[Stored data entries]
----

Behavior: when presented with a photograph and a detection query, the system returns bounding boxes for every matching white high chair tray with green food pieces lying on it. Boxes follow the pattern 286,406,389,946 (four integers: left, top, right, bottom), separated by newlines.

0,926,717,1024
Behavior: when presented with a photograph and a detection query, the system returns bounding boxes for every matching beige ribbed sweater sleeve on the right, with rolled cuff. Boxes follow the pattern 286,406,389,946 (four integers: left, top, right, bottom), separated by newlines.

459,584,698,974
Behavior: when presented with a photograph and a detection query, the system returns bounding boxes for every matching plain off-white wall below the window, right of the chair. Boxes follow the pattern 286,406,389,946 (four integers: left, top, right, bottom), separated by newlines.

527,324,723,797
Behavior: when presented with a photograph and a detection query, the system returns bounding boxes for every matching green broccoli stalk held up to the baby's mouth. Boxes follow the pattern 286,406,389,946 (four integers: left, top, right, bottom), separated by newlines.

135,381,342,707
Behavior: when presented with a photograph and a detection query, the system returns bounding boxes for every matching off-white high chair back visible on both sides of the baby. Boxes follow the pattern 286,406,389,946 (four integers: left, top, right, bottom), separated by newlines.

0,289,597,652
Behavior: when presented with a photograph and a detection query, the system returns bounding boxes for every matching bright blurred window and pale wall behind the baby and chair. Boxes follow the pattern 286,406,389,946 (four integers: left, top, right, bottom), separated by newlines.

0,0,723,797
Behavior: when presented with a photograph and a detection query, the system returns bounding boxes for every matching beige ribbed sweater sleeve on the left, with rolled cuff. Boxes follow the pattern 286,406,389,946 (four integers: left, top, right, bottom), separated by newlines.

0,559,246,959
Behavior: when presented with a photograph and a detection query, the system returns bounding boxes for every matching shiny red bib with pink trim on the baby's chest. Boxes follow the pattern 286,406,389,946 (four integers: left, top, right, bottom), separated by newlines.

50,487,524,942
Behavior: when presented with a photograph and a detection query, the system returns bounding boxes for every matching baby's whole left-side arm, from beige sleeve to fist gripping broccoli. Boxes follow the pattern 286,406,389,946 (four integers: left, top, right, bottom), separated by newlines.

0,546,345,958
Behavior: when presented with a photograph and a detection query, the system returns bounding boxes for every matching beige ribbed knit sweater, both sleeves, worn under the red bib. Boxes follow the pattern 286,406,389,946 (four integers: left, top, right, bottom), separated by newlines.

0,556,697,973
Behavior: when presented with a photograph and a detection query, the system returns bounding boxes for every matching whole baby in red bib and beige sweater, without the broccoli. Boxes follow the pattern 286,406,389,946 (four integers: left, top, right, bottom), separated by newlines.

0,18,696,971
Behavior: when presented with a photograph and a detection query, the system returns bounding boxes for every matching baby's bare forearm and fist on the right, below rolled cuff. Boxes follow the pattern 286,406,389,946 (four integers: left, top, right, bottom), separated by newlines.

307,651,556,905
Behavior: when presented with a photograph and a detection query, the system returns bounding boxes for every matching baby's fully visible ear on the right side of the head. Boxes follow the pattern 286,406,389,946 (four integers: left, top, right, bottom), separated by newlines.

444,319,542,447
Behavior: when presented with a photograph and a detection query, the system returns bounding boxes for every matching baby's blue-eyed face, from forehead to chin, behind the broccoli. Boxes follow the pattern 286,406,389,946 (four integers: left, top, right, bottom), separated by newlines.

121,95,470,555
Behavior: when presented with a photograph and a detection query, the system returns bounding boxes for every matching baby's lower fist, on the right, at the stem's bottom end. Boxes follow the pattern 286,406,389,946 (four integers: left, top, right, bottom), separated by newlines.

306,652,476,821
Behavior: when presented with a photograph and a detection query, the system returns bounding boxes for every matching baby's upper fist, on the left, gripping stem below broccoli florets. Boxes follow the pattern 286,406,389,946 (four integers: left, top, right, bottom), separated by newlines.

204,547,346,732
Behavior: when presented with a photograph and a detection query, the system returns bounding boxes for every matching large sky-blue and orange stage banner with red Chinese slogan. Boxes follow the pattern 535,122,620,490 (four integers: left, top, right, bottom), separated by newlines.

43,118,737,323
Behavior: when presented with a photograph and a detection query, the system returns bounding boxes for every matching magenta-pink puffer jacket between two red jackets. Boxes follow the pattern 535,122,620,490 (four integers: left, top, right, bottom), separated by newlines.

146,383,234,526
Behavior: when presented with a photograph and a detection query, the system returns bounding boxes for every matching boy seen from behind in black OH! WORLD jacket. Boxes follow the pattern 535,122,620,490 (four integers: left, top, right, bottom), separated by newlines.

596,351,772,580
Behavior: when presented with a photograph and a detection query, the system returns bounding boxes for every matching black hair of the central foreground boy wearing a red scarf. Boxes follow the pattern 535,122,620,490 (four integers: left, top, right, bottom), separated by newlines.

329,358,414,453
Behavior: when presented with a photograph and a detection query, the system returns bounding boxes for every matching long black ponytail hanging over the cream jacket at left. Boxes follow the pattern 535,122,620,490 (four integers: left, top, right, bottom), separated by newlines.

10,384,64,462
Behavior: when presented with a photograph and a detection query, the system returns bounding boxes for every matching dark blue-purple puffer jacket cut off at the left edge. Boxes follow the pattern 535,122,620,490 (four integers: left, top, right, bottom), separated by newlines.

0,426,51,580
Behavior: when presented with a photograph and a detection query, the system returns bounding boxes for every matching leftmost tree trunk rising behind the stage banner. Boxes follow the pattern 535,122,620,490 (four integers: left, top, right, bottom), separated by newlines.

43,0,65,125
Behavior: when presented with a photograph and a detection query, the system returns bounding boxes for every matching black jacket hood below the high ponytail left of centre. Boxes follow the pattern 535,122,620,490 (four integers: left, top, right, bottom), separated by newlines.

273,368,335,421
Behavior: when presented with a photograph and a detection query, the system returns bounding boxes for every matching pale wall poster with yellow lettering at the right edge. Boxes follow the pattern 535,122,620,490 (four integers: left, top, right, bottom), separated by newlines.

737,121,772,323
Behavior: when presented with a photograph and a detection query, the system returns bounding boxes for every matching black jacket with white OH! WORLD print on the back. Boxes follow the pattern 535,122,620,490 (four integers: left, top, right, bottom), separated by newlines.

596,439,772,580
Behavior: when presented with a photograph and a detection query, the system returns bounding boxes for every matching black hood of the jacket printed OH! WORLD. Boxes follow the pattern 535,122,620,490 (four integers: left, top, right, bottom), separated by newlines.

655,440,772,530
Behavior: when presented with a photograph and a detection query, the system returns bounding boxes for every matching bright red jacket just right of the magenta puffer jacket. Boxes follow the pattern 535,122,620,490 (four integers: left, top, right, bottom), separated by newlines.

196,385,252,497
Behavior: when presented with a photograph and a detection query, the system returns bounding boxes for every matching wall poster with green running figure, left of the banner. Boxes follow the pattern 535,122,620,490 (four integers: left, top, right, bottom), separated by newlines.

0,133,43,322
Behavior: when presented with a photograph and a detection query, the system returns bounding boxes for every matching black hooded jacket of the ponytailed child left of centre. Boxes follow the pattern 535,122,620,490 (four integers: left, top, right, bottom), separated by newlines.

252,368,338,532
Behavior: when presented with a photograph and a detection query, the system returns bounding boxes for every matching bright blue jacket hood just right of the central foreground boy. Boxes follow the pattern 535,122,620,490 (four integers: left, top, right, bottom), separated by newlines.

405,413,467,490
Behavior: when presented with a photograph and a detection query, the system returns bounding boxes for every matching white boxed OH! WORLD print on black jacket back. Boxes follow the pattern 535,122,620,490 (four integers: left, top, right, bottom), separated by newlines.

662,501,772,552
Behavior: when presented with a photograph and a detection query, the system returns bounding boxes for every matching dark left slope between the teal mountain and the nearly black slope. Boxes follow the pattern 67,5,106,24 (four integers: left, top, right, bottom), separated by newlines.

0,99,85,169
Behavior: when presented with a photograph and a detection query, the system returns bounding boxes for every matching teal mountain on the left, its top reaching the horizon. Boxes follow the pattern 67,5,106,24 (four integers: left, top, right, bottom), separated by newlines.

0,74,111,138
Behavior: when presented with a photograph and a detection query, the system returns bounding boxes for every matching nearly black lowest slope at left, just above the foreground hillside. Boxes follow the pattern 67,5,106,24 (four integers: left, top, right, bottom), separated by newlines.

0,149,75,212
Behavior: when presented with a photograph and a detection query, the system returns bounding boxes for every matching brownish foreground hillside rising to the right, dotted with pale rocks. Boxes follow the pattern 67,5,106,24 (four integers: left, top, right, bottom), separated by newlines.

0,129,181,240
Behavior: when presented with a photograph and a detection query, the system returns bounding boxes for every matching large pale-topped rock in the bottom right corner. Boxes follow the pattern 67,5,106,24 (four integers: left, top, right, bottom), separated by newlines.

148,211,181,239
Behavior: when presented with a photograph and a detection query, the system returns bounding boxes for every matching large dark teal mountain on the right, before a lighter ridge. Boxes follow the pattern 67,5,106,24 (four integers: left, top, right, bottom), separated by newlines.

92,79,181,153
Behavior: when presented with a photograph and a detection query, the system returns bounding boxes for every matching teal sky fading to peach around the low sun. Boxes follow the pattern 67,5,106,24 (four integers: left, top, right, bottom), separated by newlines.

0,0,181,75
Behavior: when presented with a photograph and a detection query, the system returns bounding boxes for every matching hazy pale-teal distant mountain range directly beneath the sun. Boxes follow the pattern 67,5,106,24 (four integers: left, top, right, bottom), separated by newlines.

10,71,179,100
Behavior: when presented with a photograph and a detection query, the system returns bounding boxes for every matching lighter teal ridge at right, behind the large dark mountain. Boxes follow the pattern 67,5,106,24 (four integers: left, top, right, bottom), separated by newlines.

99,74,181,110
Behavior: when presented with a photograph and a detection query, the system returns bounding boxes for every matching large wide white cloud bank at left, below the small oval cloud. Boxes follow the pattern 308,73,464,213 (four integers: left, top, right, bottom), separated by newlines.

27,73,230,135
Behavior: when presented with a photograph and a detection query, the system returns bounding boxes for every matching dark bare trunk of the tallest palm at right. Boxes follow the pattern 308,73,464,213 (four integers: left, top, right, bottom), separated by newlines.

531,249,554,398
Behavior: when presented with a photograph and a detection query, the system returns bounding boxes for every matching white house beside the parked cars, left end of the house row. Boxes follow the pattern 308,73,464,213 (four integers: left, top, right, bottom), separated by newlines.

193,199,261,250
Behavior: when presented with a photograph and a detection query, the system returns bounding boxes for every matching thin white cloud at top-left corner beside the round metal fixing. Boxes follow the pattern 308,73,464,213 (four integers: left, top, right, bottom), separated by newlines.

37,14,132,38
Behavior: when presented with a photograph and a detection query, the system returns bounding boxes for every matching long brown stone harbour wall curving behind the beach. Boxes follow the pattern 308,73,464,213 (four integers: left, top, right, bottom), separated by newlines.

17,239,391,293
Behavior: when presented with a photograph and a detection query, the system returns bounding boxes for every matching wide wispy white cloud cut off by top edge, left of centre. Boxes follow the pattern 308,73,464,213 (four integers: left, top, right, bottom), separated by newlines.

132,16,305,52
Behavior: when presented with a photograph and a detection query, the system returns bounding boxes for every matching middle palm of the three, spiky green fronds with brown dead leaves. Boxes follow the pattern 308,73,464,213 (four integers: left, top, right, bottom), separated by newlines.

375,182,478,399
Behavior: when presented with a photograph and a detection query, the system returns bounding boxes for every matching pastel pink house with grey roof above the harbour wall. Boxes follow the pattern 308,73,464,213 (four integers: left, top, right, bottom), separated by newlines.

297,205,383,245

----

## What to produce
From the line with "every matching wide" through the final line of the records, return each line exactly. Leave out the rest.

## Response to the exercise
Behavior: when presented with a photograph and a detection query, the system returns bounding boxes for every matching wide wispy white cloud cut off by top edge, left of centre. Boxes follow the pattern 308,73,464,213 (four integers: left, top, right, bottom), separated by newlines.

132,16,305,52
Behavior: when presented with a photograph and a detection query, the system returns bounding boxes for every matching middle palm of the three, spiky green fronds with brown dead leaves. Boxes follow the pattern 308,73,464,213 (four integers: left, top, right, bottom), separated by newlines.

375,182,478,399
Behavior: when presented with a photograph and a detection query, the system returns bounding boxes for every matching pastel pink house with grey roof above the harbour wall. Boxes follow the pattern 308,73,464,213 (four integers: left, top, right, bottom), separated by newlines.

297,205,383,245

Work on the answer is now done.